Photo: Jennifer Chase

Johnny Fulchino and chef Ann Cashion.

Johnny’s, which Cashion and Fulchino opened down the hill in Dupont Circle in 1999 and moved here to the original Cashion’s location after that restaurant closed in 2016, has always focused, instead, on repertory cooking. Led by Jorge Rubio, an El Salvador–born veteran of twenty years in the restaurant, the Johnny’s kitchen does right by standards that cooks from the mid-Atlantic, the Gulf Coast, and beyond have contributed to the canon of American classics.

Brett Anderson, who served as the restaurant critic at the Times-Picayune in New Orleans for nearly twenty years, introduced me to the term repertory cooking. He compared the music of New Orleans to the cooking of New Orleans. Mardi Gras Indian chants and filé gumbo are both repertory. They require that the artist know the canon well enough to replicate the traditional forms, he said, and riff on those forms to make songs and dishes that are old and new, iterative and graceful.

Seated on a raised platform, framed by mod columns, regulars lean in to the long curved bar for such happy-hour specials as five-dollar cocktails, five-dollar pours from Johnny’s cellar, and ten-dollar plates of those delicate fried oysters. Maritime knickknacks and flattened oyster pails decorate the walls. Books by and about some of Fulchino’s favorite musicians—Keith Jarrett, Bill Wyman, Sam Cooke—stock the shelves. Songs by those musicians stream from the speakers, a reminder that not all restaurant sounds need be schlock.

When Cashion’s opened here a quarter century ago, Adams Morgan was home to late-night bars and falafel takeaways. Today it’s comparatively swank. An old church is now a new boutique hotel. This version of Johnny’s, confident and unpretentious, is a legacy of that old neighborhood. Some
of the original menu items endure, including a brace of chicken wings that owes its origins to Buffalo, New York, but has fully paid down that debt. Frenched by veteran cook Natividad Diaz to clear away sinew and form a perfect lollypop, those drumettes get basted with lime juice and Tabasco as they cook over a charcoal fire. Dunked in a green goddess dressing that goes long on garlic, they are just the kind of repertory cooking that reaches its apogee at Johnny’s.

GIVEN INFORMATION:
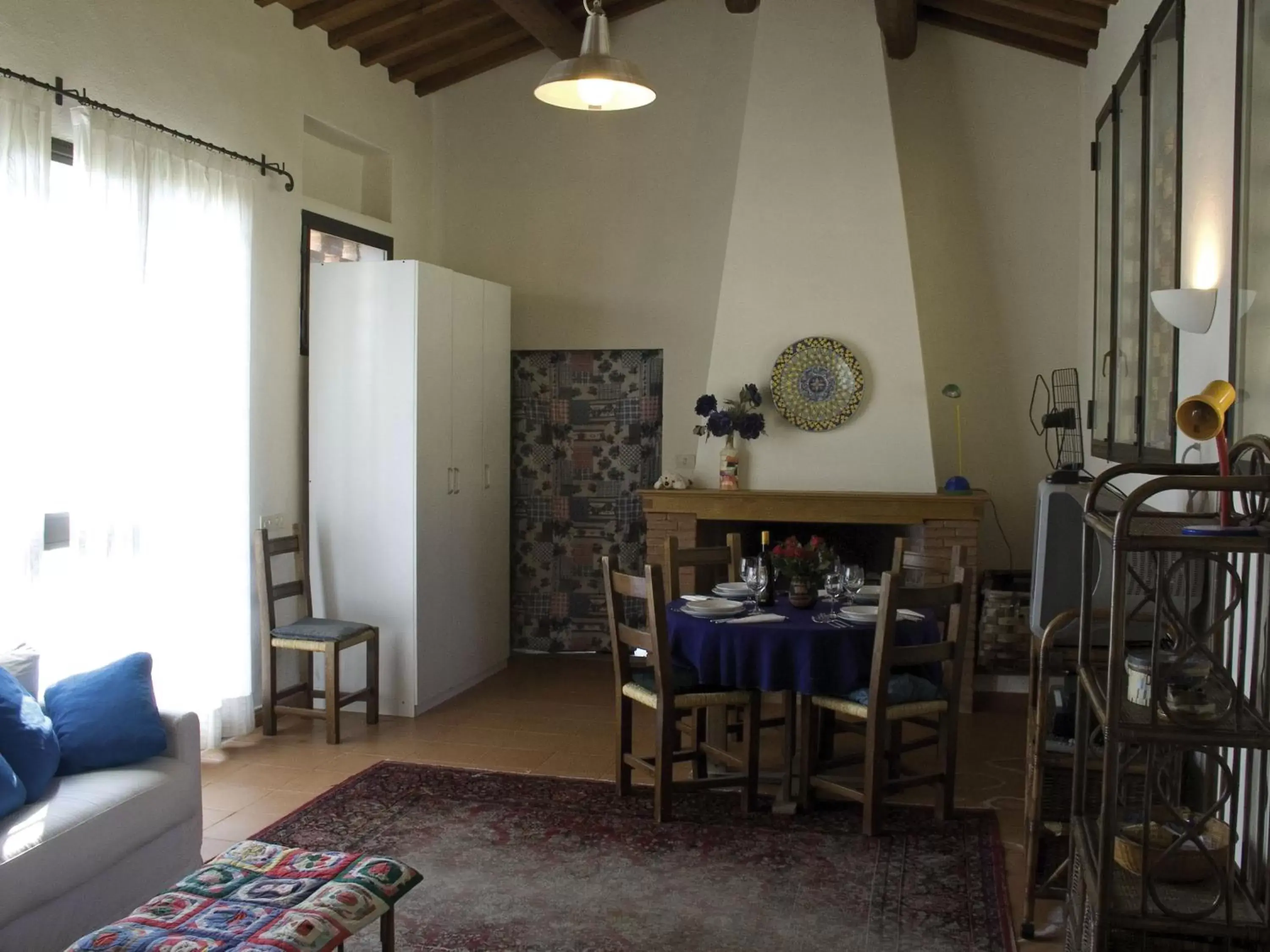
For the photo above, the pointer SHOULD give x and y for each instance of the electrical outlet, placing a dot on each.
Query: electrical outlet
(277, 522)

WORK ITEM: In the text about Johnny's, who leads the kitchen?

RESPONSE TO THIS EXERCISE: Jorge Rubio, an El Salvador–born veteran of twenty years in the restaurant.